* Material provided *

::::::::

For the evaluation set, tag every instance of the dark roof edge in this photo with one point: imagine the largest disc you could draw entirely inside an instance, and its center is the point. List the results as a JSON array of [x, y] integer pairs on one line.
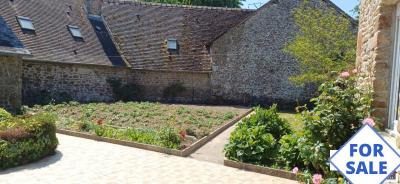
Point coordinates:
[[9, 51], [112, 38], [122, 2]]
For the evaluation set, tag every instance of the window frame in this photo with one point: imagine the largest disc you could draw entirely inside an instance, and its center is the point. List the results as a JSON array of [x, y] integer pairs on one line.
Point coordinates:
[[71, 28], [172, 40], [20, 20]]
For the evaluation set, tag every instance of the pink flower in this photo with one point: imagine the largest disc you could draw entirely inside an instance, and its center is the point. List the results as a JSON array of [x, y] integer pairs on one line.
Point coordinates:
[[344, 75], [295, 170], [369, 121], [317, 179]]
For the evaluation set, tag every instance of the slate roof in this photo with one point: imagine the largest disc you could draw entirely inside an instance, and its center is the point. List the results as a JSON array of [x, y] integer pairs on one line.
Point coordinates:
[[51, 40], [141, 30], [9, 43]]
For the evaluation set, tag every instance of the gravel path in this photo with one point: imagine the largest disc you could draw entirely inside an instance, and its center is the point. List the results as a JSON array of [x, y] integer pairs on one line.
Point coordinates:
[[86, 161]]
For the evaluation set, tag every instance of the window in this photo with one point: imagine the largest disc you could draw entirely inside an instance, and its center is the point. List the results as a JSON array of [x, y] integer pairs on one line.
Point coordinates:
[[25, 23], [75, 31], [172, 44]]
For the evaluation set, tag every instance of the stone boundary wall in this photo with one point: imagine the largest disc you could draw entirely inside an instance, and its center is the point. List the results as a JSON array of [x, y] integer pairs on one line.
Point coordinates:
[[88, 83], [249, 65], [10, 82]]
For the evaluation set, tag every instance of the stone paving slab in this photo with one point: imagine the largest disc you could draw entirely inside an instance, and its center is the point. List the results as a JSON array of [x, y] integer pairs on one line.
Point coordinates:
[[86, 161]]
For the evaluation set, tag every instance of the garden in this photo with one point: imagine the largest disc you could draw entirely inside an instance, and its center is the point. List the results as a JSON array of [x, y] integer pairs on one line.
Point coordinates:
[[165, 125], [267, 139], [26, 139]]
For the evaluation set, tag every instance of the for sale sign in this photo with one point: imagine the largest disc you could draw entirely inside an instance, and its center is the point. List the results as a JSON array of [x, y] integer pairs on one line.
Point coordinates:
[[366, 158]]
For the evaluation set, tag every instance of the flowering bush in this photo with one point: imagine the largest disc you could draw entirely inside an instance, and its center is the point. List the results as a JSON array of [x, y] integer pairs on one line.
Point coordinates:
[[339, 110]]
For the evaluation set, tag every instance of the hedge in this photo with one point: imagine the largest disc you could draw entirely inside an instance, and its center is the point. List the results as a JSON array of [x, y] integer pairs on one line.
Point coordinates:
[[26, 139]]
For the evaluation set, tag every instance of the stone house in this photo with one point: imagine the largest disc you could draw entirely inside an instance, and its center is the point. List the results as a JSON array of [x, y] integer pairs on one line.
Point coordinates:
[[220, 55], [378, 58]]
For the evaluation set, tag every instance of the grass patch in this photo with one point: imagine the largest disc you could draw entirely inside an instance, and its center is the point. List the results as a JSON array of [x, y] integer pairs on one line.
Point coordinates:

::::::::

* Stated goal *
Reproduce the data above verbatim and in full, omitting the picture.

* Full answer *
For the evaluation set, tag every instance of the dark roof edge in this photo with one point: imagine the largest disc you could draw entirely inside an instance, and its center is the point. List the results as a JSON array of [x, y] integer pairs on one line.
Point coordinates:
[[9, 51], [112, 38], [122, 2]]
For the evaluation set, tag every instance of the window frame in this photo with one point: imagine the largest disc you could draw entirely inside an instance, and its center is the point. List the results as a JSON array of [x, y] integer pairs on one line.
Point coordinates:
[[71, 28], [172, 40], [20, 20]]
For the evaluation set, tag every instance of the pink flower in this photo with one point: imagine the largest disc you could draw entirely inside an instance, and its center is the point. List the results as a JSON array of [x, y] integer pairs on one line.
Point coordinates:
[[344, 75], [295, 170], [369, 121], [317, 179]]
For the evaluation set, tag every instance of the slate roof in this photo with one point: imagine the largest disc you could draw entirely inside an instance, and its center is the point. List the results as a JSON array of [x, y] integer pairs on one line.
Point coordinates:
[[51, 40], [141, 30], [9, 43]]
For the evaluation set, tag every instance of the gravel path in this photo with one point: imagine the largest disc you could draw entirely inside an instance, and its center is the point. List the results as a JSON array of [x, y] integer pairs on one line.
Point coordinates:
[[86, 161]]
For the evaluation set, tag every instance of the window in this photo with one point: imagine the largest disc you could draw entirely inside an instance, and its center is the point. List the results as a JSON array of [x, y] integer pairs on one line.
Point coordinates:
[[25, 23], [75, 31], [172, 44]]
For the evaluation set, tag every instance of the stone boundary wall in this photo with one point: imagine the largest disc you could draw entirely inside an instance, and its center is the point. List the results as a JSON array of [x, y] integer pairs on one line.
Point coordinates:
[[88, 83], [249, 65], [10, 82]]
For the evaluation set, tag every instance of the stone paving slab in this photo with one point: imagine the largest disc you could draw entirely inside an instance, and its center is the point. List the results as a JSON array of [x, y] integer pairs on one line.
Point coordinates:
[[86, 161]]
For the evaluation set, tag every instance of the garden in this photo with one point: imagine the largest disc you could draw entirely inside an instance, and its center is the point. List the results as a JSON array of [x, y] integer pairs on one line.
Point coordinates:
[[165, 125], [267, 139], [26, 139]]
For the evaluation set, tag every instance of the for sale sign in this photo with one point: imagine the largest disc you could draw entirely inside an instance, and its center is the point. List the results as a JSON array of [x, y] integer pairs on one line.
Point coordinates:
[[366, 158]]
For the evaluation set, tag every instance of the flowering bush in this photo with one point: imagine the largest disc you could draw entirely inside an instance, and its center is the point. List the results as a JSON array of [x, y] integer pairs on one line.
Point coordinates:
[[339, 110]]
For the evaluation set, tag every instance of the hedge in this photo with one point: imagine the largest disc you could draw entirely inside an instance, and its center is the point. List the results as a JSON array of [x, y] integer pairs on one line.
Point coordinates:
[[26, 139]]
For the evaluation set, tag every instance of the stone house in this photo with one point: imagine the largest disc you could draw entirely inside an instance, and its center is the point. List the results as a JSON array of [x, y] integer pairs on one line.
Point coordinates:
[[220, 55], [378, 58]]
For the evaluation set, tag every instance of the grass patch in this photo with one point: imagine the largest disc you could draw entirely inside an instance, and its center is the point. List the results as a JSON array of [x, y] integer pairs on one line.
Point coordinates:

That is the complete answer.